#### WHAT IS REQUIRED:
Quote the passage of the article on ADHD medication during pregnancy from "At the other" to "Dr Sonntag comments.", word for word.

EXCERPT section start

For years, you’ve relied on your Concerta prescription to keep you calm and focused during the day. Can you continue to do so now that you’re pregnant?
Unfortunately, there is no easy answer to that question. Dr Kim Sonntag, a Cape Town-based obstetrician and gynaecologist, explains that it is extremely difficult to conduct drug testing in pregnant women; moreover, there are significant ethical considerations to such studies. “As a result, we have to rely on animal studies, although these are often sub-optimal,” Dr Sonntag says.
“Although animal studies have shown that there may be a risk to the foetus, there aren’t enough studies among pregnant women to determine the drug’s effects…”
Because of this dilemma, ADHD medication is classified as a Category C pregnancy risk. This categorisation, which was developed by the United States’ Food and Drug Administration (FDA), lays out the safety of drug use during pregnancy. For example, Category A drugs have passed various well-controlled studies among a large number of subjects, and have found to be safe for foetuses during the first trimester.
At the other end of the spectrum, drugs in Category X have demonstrated foetal abnormalities in both human and animal studies, and the risk of use during pregnancy clearly outweighs any potential benefits. Category C drugs sit somewhere between these two extremes: although animal studies have shown that there may be a risk to the foetus, there aren’t enough studies among pregnant women to determine the drug’s effects. As a result, it is impossible to rule out risk, and it is deemed safest to assume that this risk would outweigh potential benefits. “We need more research in this field, especially as the use of these medications has increased drastically over the last few years,” Dr Sonntag comments.
She adds that taking the drug (especially during the first trimester) may lead to an increased likelihood of birth defects. “We don’t know what the effects of the medication are if taken later during pregnancy.”
This leaves pregnant women suffering from ADHD in a predicament: do they continue to take the medication in spite of the risk, or struggle with their symptoms during a time that is, for some people, already uncomfortable?

EXCERPT section end
STORED DATA section start

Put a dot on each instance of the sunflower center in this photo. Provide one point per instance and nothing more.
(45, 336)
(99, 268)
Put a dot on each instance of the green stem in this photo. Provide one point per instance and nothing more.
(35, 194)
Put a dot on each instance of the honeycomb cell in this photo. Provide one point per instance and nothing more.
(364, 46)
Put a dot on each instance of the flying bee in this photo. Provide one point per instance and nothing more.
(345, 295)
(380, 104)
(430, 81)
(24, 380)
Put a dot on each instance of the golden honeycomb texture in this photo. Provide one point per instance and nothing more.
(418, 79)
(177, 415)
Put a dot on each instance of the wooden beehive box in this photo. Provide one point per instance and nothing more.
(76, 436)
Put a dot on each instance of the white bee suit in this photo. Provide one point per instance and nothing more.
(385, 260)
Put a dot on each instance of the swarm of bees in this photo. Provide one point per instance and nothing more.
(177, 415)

STORED DATA section end
STORED DATA section start

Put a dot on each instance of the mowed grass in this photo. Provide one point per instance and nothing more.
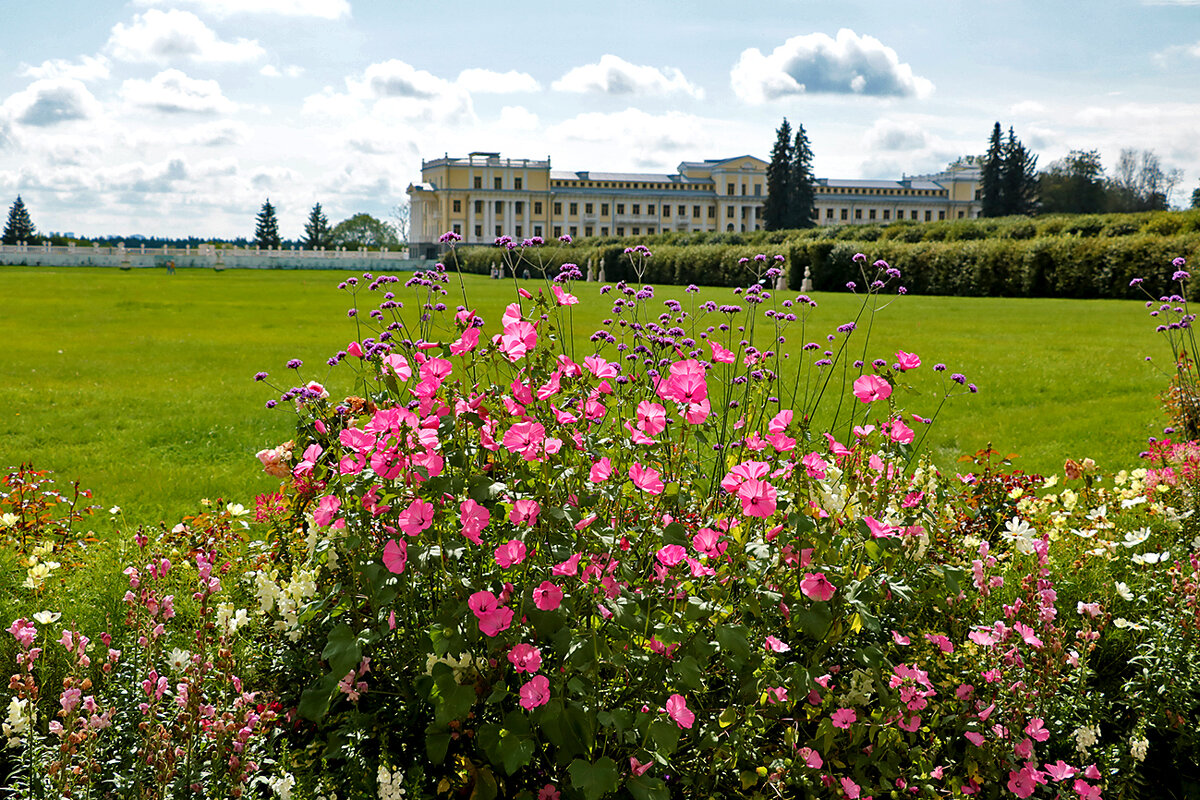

STORED DATA section end

#### EXERCISE RESULT:
At the other end of the spectrum, drugs in Category X have demonstrated foetal abnormalities in both human and animal studies, and the risk of use during pregnancy clearly outweighs any potential benefits. Category C drugs sit somewhere between these two extremes: although animal studies have shown that there may be a risk to the foetus, there aren’t enough studies among pregnant women to determine the drug’s effects. As a result, it is impossible to rule out risk, and it is deemed safest to assume that this risk would outweigh potential benefits. “We need more research in this field, especially as the use of these medications has increased drastically over the last few years,” Dr Sonntag comments.